(PROBLEM TO WORK ON)
Go through the entries below and print, exactly, the lines starting at the one with "of the spoked" and ending at the one with "the brown horse, locate", keeping both ends and no others.
--
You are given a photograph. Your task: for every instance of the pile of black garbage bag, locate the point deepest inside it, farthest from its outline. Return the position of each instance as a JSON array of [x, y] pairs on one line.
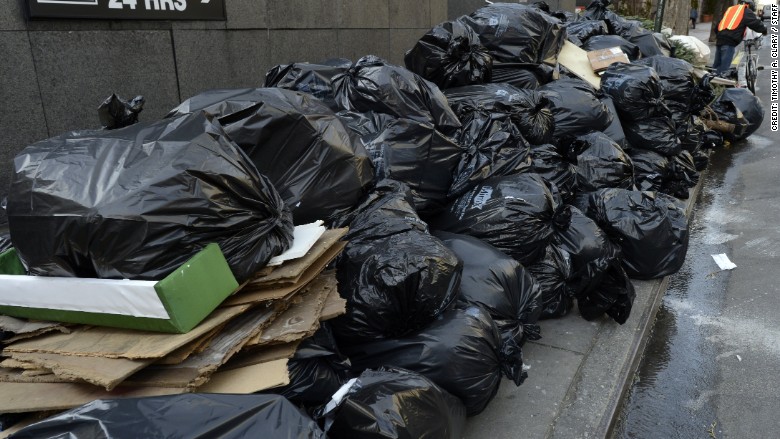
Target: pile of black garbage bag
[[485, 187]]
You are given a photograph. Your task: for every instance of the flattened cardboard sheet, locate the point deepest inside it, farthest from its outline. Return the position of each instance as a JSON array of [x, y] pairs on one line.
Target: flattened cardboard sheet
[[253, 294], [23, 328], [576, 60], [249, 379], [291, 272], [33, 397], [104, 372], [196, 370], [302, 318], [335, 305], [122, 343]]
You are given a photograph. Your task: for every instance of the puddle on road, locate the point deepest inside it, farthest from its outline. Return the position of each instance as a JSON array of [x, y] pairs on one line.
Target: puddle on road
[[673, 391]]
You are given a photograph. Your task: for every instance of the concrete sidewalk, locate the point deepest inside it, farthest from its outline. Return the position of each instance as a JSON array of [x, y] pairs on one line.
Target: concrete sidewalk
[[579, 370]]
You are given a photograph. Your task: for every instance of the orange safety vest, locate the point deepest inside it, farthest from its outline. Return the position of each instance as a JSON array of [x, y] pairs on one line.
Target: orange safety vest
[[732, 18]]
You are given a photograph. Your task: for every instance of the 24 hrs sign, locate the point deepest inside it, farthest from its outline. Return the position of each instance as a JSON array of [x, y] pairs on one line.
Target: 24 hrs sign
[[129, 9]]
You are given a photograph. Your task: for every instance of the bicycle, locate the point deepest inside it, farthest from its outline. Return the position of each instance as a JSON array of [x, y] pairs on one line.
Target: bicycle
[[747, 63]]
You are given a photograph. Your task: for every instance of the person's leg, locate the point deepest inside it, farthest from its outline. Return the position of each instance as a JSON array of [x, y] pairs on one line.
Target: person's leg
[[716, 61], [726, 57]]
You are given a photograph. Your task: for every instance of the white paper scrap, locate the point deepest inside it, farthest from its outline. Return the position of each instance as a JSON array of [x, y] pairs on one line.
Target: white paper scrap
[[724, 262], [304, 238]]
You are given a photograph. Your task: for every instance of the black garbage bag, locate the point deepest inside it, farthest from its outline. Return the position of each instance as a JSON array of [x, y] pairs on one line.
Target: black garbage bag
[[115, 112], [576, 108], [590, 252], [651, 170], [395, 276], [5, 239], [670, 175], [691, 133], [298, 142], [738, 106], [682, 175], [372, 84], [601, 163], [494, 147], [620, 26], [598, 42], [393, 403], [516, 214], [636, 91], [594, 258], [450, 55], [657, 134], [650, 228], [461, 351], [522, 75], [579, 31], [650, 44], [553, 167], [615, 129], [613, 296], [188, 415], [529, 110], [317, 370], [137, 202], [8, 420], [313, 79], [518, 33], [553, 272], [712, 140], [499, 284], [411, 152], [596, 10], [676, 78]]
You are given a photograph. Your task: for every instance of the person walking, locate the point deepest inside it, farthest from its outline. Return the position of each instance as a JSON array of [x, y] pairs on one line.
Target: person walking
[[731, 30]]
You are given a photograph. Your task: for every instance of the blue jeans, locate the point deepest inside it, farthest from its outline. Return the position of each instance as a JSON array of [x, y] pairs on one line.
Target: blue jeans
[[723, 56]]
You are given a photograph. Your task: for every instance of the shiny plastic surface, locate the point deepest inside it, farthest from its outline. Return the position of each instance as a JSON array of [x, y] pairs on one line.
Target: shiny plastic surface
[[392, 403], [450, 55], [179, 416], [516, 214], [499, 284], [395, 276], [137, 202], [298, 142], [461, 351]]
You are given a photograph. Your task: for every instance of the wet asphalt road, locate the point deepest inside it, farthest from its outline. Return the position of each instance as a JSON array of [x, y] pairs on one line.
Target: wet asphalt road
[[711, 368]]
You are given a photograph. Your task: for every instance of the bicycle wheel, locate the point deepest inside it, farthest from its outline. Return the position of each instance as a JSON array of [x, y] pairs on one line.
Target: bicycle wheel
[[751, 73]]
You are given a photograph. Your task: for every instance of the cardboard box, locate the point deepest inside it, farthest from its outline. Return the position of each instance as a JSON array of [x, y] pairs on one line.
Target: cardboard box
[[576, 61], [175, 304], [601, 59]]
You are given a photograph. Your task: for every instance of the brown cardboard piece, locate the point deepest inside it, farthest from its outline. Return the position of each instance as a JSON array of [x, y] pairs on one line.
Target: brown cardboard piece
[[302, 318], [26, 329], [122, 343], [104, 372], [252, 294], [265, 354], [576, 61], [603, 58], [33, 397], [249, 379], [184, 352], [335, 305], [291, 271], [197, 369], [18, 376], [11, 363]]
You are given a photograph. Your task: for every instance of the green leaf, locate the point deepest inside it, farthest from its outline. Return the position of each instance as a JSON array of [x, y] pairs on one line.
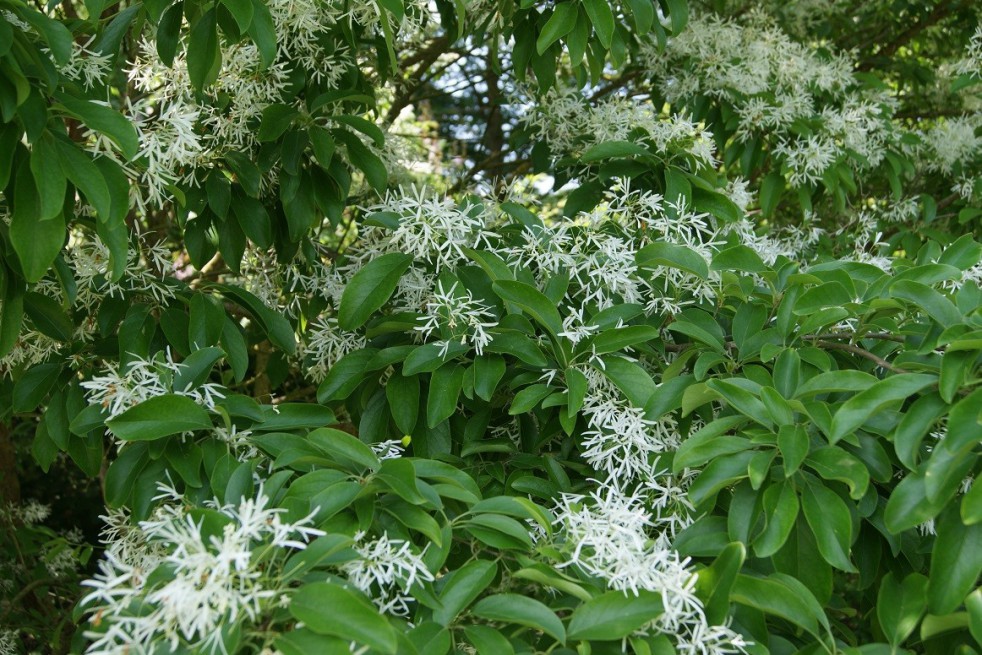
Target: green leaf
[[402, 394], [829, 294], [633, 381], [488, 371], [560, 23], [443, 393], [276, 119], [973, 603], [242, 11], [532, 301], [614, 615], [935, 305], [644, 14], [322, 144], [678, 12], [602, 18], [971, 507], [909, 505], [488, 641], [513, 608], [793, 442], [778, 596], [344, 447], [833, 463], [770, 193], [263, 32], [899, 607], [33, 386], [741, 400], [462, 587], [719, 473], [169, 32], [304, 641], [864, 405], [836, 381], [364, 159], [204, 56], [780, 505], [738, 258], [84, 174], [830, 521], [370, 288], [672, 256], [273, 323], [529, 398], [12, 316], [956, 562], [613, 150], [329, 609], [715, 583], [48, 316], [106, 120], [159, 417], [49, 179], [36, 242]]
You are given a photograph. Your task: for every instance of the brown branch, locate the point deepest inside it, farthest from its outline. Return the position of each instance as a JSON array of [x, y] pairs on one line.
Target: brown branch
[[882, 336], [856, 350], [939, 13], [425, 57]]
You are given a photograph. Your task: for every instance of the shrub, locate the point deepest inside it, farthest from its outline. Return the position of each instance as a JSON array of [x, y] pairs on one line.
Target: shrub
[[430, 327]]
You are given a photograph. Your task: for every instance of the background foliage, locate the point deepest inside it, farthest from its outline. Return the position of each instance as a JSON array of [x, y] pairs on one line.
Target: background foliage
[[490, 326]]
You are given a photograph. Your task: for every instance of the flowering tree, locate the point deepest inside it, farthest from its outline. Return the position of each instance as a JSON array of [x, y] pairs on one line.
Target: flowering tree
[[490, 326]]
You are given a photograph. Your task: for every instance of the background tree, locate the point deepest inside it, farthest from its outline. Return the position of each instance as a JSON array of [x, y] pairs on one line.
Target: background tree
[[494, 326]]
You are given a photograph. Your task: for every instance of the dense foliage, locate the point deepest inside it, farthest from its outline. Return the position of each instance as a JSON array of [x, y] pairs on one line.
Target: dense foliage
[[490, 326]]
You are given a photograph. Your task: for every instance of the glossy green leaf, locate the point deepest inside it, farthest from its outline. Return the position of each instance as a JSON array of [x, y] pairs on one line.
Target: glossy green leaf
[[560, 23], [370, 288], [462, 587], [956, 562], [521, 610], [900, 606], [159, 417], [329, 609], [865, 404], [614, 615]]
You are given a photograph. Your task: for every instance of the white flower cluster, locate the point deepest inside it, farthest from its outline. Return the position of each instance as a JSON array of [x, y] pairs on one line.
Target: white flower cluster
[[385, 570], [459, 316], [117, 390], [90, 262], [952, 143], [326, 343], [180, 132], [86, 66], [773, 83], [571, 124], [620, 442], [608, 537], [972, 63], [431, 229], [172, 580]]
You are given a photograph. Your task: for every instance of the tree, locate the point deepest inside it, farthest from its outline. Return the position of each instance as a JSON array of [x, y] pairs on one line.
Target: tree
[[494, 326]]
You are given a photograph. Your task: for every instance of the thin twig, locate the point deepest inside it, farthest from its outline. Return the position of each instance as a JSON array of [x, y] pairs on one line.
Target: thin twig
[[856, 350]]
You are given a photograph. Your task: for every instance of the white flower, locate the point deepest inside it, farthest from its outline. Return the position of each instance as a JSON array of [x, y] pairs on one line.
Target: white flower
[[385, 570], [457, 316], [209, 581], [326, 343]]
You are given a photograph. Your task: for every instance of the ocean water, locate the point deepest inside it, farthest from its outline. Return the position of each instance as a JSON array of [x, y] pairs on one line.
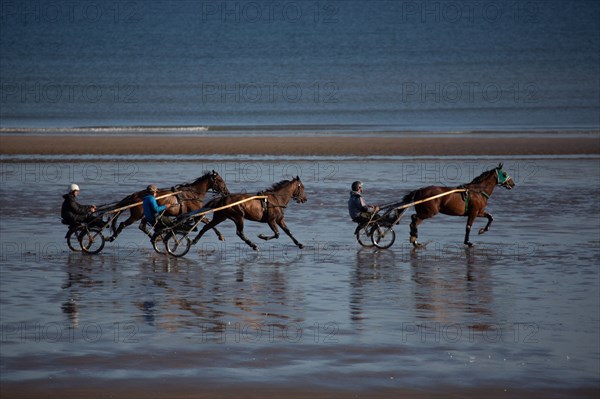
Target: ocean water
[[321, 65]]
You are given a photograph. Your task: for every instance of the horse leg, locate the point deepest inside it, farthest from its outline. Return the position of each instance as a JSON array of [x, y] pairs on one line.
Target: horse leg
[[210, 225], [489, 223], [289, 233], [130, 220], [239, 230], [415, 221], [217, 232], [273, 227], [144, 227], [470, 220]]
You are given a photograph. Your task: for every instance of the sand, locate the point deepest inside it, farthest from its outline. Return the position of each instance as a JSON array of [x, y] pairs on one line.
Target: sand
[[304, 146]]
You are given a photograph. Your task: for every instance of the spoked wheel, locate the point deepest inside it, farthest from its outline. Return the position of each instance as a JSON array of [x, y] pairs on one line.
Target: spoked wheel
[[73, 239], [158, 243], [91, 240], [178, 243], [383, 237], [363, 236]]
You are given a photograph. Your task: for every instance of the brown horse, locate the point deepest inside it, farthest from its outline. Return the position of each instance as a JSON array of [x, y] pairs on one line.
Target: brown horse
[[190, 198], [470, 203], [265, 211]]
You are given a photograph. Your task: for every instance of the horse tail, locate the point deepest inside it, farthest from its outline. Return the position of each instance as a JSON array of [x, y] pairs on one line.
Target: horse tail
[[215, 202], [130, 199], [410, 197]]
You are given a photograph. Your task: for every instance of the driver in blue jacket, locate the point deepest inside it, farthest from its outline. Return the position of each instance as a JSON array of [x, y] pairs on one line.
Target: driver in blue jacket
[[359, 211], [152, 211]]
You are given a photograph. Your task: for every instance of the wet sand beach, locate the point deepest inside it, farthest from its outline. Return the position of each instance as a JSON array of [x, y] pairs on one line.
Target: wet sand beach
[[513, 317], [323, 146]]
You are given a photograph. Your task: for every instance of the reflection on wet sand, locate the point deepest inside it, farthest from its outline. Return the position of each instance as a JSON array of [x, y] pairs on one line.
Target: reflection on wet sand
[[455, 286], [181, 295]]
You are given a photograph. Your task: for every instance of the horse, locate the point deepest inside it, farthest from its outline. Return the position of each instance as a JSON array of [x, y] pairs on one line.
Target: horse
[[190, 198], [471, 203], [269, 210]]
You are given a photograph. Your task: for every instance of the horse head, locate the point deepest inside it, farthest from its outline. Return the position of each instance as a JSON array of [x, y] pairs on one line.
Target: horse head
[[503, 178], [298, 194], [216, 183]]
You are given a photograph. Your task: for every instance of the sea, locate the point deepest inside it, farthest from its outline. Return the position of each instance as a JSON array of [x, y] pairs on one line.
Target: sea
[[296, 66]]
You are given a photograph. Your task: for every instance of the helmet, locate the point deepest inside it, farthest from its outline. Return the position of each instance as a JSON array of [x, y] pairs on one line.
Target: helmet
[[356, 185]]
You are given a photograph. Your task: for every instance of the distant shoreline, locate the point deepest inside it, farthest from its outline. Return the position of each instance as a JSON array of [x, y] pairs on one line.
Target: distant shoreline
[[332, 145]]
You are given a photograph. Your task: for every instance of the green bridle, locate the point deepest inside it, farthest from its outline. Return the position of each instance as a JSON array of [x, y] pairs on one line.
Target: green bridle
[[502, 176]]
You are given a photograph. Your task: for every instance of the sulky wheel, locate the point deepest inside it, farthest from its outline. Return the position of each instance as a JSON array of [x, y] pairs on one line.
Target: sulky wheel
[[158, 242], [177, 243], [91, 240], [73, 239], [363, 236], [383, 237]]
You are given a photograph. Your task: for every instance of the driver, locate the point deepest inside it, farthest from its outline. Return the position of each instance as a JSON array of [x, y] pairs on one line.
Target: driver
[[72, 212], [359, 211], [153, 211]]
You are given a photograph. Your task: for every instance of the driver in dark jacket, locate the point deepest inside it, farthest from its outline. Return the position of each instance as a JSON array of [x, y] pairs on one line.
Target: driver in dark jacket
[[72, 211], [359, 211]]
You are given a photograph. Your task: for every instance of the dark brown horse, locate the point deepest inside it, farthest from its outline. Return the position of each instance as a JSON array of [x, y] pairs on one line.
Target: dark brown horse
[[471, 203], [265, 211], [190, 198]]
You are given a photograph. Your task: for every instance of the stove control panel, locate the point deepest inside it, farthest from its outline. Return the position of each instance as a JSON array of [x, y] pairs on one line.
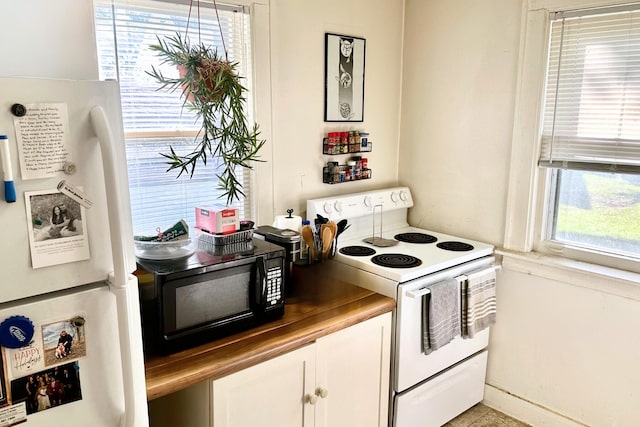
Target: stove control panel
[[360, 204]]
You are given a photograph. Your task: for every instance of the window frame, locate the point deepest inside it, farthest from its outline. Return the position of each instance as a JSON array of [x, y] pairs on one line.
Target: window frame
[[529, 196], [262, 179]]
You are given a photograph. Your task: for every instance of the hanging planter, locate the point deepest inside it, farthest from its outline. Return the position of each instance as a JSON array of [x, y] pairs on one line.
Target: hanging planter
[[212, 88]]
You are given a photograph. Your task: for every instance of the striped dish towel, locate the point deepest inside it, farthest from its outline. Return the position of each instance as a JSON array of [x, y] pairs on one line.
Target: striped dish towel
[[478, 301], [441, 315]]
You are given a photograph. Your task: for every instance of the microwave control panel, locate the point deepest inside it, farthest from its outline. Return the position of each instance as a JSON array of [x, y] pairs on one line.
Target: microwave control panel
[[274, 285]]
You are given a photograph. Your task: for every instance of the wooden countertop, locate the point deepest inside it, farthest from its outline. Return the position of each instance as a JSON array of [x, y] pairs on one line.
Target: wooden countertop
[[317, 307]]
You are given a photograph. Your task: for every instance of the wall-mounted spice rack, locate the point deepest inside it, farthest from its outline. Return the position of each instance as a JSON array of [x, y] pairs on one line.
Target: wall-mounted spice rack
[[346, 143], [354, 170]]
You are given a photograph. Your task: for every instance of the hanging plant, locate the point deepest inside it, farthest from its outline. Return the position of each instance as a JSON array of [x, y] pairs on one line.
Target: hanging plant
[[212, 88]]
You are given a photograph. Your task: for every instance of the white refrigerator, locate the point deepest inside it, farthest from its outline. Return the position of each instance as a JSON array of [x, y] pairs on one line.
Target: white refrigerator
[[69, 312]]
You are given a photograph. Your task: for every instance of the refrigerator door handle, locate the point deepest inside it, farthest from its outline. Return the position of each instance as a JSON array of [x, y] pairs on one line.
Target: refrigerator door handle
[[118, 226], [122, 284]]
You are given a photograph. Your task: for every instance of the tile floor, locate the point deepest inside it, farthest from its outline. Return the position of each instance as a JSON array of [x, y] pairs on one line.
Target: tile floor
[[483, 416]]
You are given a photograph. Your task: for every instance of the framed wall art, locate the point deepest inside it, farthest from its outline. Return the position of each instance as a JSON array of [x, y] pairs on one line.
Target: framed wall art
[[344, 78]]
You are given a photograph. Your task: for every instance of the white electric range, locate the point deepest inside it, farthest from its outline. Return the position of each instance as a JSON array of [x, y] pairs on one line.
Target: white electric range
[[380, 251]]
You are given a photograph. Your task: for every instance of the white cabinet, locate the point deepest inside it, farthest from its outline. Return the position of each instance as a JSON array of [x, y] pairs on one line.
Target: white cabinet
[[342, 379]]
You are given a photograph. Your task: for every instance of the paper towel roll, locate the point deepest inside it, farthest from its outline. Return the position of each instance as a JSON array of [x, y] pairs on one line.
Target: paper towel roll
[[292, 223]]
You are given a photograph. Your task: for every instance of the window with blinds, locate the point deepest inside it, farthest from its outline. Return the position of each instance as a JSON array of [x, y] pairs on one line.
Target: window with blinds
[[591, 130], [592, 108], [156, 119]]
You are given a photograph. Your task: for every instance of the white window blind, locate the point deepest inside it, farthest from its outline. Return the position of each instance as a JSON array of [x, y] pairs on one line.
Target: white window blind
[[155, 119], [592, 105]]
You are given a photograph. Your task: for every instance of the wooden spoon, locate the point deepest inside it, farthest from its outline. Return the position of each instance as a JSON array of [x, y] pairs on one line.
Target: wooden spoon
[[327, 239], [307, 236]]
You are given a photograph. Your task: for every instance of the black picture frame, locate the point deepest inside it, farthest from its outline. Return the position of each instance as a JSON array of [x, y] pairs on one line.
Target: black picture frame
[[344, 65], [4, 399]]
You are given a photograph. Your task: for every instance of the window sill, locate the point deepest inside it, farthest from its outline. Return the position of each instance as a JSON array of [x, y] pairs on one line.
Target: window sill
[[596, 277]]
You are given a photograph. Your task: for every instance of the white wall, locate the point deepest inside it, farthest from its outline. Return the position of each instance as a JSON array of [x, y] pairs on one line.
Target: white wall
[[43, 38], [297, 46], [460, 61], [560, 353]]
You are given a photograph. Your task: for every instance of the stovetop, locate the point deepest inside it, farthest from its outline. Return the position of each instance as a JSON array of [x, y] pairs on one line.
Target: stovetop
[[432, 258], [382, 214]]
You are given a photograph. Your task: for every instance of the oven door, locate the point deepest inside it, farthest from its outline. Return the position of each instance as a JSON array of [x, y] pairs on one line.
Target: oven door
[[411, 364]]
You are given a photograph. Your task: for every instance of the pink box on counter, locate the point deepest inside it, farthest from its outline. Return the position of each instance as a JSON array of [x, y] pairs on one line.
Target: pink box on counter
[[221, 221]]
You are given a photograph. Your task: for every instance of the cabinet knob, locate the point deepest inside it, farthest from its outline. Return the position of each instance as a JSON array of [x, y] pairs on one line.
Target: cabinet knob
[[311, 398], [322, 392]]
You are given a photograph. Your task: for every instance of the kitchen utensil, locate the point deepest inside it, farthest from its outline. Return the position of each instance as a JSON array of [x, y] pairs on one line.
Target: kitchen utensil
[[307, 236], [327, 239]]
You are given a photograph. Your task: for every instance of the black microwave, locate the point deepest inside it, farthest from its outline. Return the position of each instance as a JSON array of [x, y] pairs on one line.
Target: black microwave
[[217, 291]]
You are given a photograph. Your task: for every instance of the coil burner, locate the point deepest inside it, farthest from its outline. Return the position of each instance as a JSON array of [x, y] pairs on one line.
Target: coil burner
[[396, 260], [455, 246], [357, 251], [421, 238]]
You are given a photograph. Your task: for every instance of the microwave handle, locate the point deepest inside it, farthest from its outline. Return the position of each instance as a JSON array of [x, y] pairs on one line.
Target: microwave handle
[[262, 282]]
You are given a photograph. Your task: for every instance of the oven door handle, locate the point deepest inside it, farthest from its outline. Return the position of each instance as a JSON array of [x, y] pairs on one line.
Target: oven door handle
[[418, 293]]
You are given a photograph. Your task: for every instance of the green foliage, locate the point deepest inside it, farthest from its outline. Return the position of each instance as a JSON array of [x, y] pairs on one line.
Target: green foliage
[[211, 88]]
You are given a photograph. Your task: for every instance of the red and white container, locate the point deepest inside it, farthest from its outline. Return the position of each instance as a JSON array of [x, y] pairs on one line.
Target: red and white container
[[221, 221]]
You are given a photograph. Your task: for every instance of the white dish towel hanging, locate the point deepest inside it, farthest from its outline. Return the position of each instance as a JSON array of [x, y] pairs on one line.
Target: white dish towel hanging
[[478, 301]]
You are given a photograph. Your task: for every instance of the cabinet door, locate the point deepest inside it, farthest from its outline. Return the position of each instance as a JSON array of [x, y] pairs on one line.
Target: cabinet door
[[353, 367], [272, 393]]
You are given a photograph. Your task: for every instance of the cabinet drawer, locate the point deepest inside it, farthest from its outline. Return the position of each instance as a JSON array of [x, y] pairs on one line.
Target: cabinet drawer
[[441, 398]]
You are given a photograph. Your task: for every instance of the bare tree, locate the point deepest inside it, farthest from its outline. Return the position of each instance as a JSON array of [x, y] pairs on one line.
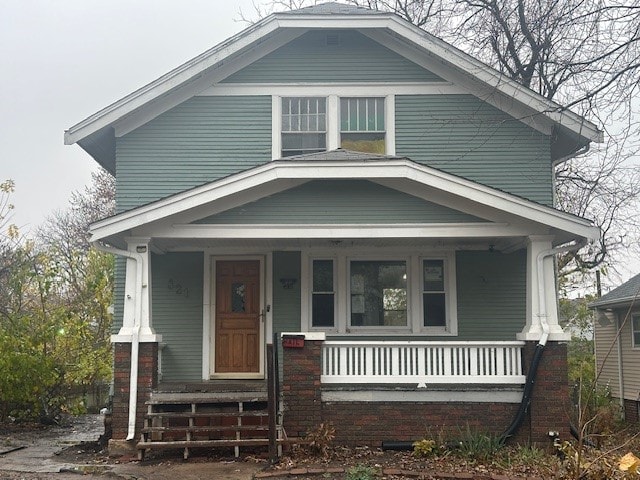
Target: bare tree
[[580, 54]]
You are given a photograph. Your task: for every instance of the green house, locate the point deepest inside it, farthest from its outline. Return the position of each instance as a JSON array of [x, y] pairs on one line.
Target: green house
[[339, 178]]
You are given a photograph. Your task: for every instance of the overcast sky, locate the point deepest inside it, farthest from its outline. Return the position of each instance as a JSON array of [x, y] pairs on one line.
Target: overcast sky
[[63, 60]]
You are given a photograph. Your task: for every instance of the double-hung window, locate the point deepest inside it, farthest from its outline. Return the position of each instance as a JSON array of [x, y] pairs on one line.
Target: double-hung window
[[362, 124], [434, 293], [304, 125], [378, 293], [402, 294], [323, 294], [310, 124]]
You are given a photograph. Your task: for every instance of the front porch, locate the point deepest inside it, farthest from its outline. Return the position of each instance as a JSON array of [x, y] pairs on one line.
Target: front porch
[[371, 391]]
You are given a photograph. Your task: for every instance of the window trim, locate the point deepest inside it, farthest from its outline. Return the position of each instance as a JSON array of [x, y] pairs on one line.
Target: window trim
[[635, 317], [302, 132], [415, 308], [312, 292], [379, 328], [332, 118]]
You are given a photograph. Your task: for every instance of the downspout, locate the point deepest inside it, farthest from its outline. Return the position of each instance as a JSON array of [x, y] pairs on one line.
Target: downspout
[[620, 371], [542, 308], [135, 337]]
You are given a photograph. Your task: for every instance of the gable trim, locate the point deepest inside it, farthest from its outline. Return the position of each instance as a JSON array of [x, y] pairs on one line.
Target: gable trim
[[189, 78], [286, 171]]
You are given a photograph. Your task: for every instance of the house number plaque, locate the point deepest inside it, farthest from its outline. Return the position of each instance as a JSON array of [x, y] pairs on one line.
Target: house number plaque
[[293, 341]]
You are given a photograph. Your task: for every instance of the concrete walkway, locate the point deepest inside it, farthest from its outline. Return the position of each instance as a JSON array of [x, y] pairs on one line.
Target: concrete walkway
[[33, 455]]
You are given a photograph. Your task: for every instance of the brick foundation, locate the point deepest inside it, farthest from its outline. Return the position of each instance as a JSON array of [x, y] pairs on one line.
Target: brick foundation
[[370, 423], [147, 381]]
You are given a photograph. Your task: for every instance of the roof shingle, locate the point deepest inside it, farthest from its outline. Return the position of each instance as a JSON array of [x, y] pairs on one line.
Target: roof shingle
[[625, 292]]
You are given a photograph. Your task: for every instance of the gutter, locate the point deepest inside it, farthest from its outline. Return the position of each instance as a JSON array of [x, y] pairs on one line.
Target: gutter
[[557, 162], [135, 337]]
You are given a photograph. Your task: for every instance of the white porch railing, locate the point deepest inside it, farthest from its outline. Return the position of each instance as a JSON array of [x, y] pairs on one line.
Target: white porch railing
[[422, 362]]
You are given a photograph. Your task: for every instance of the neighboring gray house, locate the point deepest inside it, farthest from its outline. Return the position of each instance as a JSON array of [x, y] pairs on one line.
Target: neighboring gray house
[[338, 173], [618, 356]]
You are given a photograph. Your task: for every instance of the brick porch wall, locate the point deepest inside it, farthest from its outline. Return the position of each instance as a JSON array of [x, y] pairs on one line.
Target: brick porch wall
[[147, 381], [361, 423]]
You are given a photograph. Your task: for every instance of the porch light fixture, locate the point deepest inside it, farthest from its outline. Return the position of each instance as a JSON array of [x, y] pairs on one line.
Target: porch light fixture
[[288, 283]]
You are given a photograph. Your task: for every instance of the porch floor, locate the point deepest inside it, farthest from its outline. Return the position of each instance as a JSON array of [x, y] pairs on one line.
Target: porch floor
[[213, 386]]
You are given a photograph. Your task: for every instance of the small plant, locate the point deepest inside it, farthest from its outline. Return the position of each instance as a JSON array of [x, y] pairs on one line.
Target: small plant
--
(RESPONSE)
You are given a photograph. Your task: for every instance of the spoked wheel, locate the point deepest inside it, farthest from its outline. Return the position of each instance as a JSON array of [x, y] pairs on one line.
Target: spoked wheel
[[73, 239], [158, 243], [91, 240], [178, 243], [383, 237], [363, 236]]
You are given a photograph. Your task: for every instance of the brown horse, locate the point deepest inside it, farthest from its outline. Return the position of each instance as a JSON array of [x, y] pairs on one line.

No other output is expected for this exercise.